### Rows

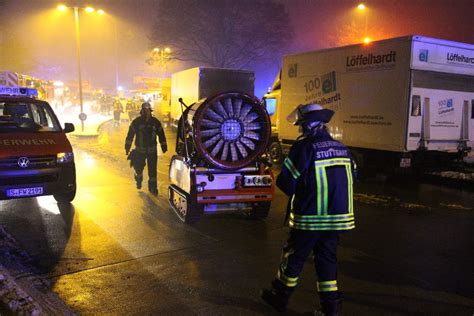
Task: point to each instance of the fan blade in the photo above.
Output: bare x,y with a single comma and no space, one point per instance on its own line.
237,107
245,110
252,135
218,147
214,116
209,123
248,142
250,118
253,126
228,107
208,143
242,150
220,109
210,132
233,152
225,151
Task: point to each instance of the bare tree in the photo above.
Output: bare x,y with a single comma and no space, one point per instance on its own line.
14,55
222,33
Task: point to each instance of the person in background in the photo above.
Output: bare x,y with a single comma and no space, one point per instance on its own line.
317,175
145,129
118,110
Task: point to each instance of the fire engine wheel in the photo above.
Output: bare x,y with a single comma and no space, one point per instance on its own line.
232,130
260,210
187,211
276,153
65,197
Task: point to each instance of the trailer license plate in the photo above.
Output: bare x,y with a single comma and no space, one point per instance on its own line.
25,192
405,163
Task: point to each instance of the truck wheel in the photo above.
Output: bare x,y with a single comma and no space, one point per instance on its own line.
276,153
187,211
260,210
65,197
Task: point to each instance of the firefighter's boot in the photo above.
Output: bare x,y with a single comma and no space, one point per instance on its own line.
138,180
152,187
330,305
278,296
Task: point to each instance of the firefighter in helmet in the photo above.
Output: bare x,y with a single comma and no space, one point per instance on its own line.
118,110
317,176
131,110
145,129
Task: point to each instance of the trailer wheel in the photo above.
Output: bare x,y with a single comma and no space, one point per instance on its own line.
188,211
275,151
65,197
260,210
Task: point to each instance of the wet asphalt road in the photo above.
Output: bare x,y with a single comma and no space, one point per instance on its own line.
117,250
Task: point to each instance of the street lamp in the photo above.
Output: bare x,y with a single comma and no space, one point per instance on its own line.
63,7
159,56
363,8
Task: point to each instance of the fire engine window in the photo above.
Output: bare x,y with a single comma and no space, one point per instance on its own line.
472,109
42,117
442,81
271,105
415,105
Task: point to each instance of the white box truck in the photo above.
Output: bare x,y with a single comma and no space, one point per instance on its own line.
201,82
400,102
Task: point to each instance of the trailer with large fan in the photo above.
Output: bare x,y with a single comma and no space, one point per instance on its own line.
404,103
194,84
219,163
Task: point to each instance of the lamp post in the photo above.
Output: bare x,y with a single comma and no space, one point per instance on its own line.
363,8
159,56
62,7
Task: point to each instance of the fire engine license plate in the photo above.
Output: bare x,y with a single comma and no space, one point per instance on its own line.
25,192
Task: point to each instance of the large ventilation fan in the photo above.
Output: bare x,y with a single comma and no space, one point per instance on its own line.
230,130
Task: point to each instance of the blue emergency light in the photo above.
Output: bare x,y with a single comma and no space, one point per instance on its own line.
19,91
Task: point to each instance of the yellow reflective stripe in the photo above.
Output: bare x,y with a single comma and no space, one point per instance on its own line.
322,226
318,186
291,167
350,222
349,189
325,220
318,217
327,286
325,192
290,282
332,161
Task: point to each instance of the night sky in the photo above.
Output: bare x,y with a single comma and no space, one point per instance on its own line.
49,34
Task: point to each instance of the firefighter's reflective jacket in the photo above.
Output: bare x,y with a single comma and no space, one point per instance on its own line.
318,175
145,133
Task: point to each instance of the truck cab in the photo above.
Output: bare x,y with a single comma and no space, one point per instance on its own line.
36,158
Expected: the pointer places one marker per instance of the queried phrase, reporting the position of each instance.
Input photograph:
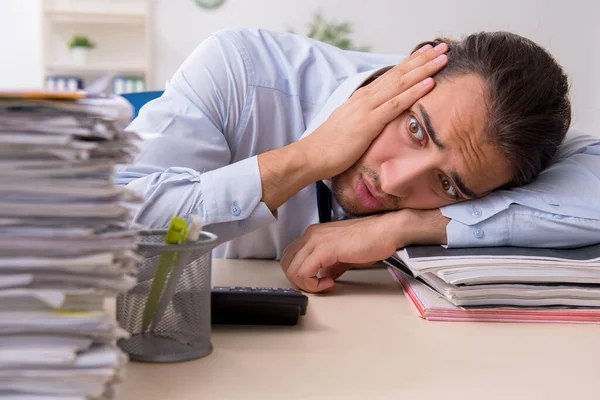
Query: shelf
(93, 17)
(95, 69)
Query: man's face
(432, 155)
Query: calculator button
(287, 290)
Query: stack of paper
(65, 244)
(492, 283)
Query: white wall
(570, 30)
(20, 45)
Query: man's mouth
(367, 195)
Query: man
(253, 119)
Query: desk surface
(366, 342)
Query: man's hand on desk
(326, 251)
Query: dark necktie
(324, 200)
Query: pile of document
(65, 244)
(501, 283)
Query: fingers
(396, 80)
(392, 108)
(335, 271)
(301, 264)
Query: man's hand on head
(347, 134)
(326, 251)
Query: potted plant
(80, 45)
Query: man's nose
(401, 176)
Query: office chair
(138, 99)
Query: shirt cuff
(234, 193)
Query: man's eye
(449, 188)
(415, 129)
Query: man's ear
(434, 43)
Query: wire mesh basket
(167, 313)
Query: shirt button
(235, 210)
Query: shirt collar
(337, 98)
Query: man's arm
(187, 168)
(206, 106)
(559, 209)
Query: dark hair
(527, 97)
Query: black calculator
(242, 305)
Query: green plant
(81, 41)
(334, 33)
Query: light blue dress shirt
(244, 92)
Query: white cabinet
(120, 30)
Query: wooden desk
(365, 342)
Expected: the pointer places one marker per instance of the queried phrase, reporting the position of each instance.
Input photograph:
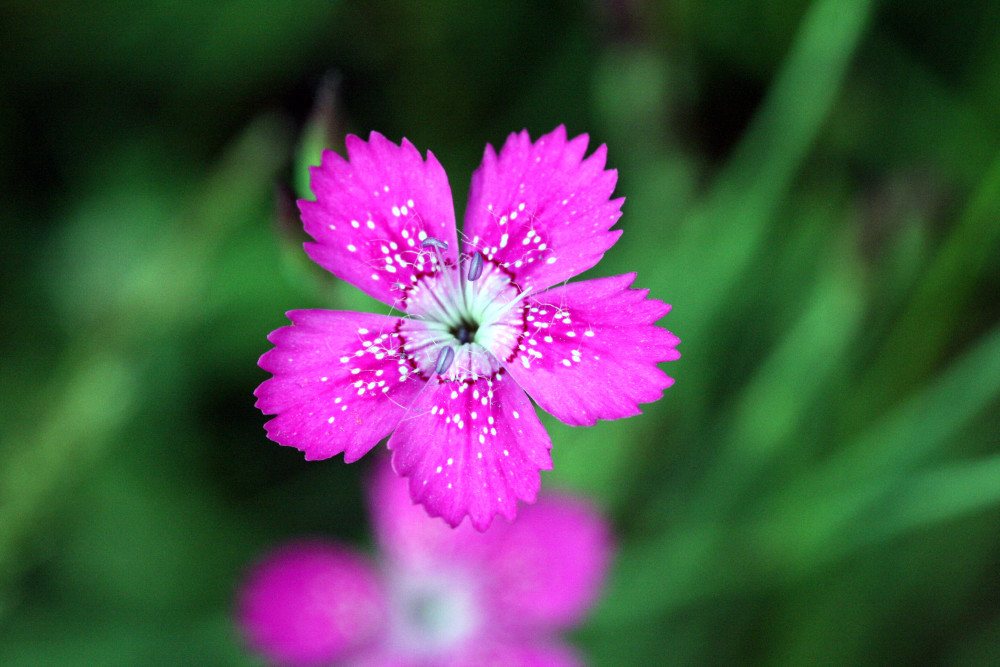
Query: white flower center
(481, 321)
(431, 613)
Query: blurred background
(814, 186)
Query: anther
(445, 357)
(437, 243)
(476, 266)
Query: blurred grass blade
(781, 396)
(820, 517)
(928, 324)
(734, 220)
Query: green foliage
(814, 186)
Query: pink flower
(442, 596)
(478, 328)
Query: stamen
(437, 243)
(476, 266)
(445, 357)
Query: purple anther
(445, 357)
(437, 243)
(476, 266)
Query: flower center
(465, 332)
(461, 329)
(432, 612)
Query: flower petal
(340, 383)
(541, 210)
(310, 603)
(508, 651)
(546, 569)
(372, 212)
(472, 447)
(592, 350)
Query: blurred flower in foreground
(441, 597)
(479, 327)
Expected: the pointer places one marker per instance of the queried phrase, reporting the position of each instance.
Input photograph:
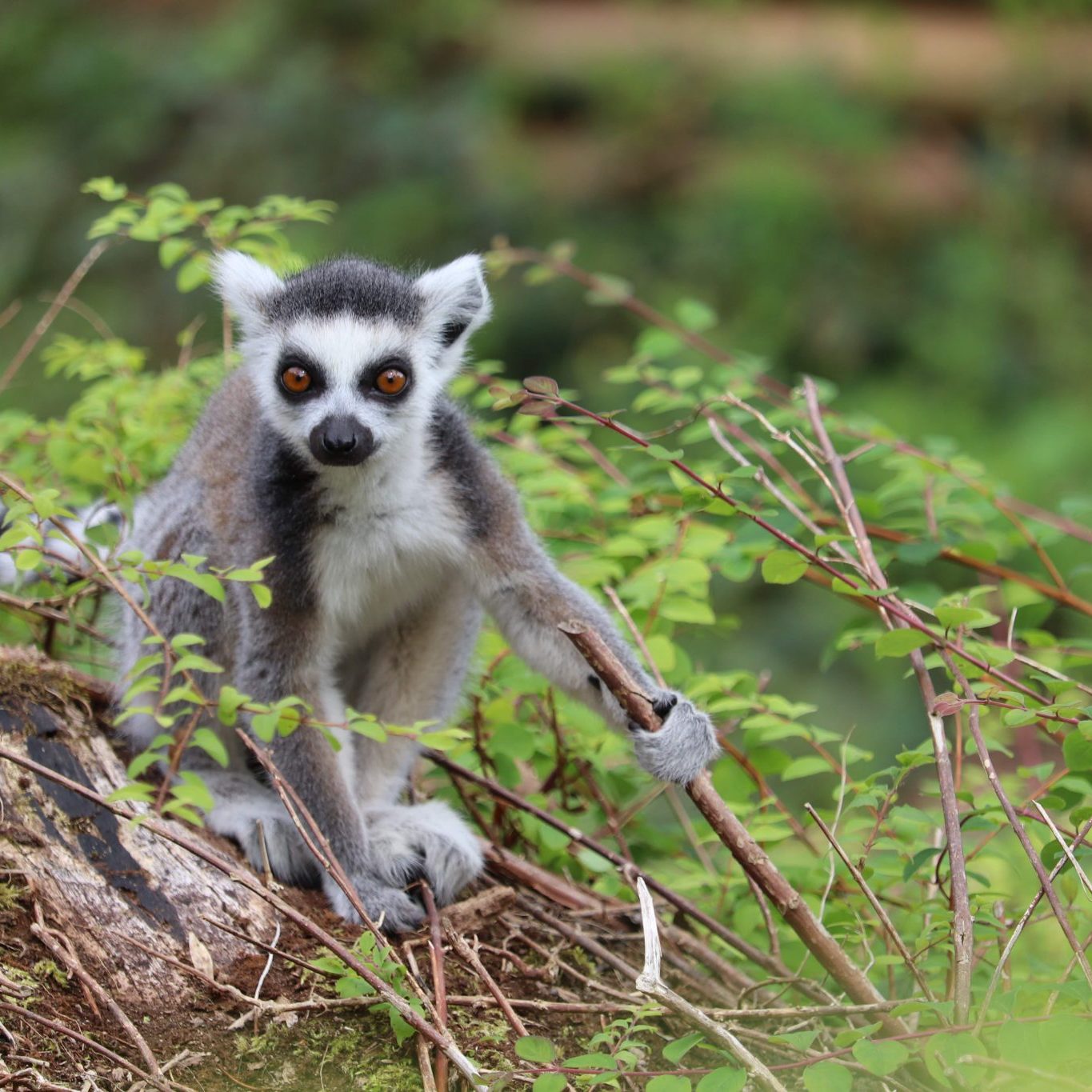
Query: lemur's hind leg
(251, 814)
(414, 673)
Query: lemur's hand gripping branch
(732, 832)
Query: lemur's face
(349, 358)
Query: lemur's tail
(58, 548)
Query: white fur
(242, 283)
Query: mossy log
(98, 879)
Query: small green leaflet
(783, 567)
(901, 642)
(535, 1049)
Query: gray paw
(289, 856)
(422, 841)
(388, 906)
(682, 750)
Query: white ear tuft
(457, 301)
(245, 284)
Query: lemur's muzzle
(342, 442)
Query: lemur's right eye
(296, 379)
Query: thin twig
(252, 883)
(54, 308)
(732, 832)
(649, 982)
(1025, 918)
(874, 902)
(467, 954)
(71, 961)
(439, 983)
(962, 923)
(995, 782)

--

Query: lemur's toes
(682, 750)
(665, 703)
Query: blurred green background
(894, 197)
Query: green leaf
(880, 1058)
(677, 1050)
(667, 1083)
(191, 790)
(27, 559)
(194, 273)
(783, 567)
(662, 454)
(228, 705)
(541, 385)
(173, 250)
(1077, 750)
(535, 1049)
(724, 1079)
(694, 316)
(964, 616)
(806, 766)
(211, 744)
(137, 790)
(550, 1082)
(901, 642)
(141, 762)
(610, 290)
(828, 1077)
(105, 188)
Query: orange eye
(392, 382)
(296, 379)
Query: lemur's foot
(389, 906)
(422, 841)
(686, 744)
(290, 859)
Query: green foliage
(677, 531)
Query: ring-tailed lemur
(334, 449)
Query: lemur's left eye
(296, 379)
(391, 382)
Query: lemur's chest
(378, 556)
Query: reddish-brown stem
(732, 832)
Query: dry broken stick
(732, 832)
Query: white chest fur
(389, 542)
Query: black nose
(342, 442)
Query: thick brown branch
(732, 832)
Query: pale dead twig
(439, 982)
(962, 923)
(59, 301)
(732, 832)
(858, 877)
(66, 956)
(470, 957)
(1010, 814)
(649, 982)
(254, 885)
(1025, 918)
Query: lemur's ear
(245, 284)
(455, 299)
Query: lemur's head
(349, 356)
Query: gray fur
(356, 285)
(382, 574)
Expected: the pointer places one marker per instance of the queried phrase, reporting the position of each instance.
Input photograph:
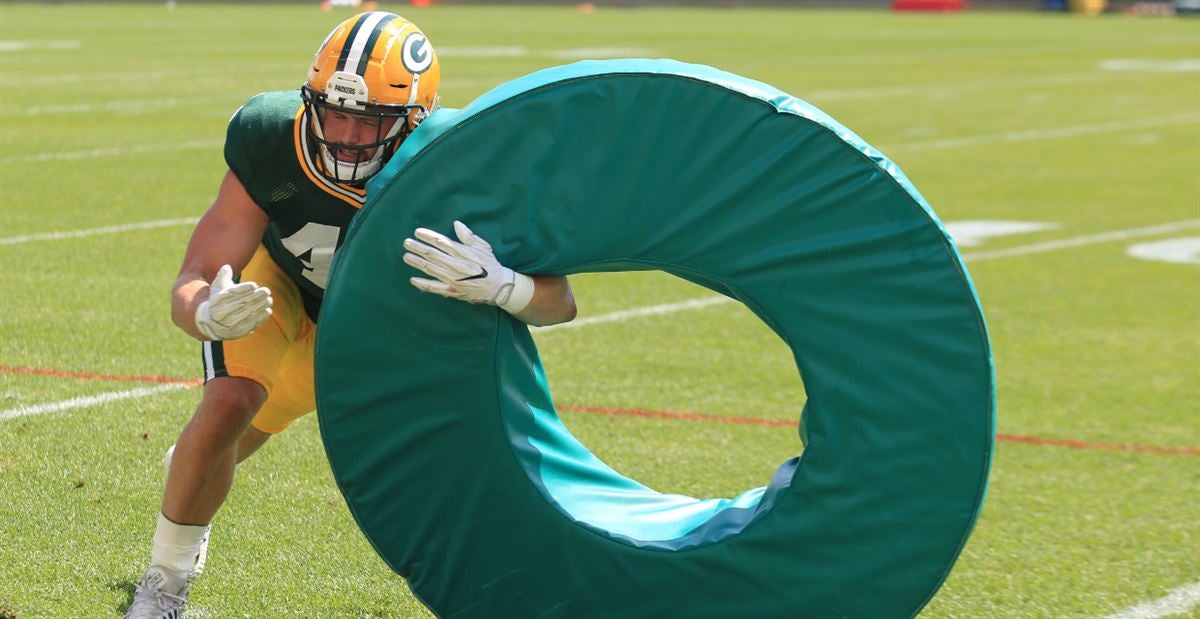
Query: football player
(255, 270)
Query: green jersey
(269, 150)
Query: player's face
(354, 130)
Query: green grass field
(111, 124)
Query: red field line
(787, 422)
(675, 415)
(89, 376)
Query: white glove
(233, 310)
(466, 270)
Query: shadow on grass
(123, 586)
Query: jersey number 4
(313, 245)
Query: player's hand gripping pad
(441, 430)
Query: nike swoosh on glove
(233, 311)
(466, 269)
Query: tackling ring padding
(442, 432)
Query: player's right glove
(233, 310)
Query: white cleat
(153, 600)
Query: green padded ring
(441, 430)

### The problem
From the listing above, copy every line that contains the string "black". Case counts, so skip lines where it appears only with different capitalization.

### Expected answer
Query: black calculator
Query: black nose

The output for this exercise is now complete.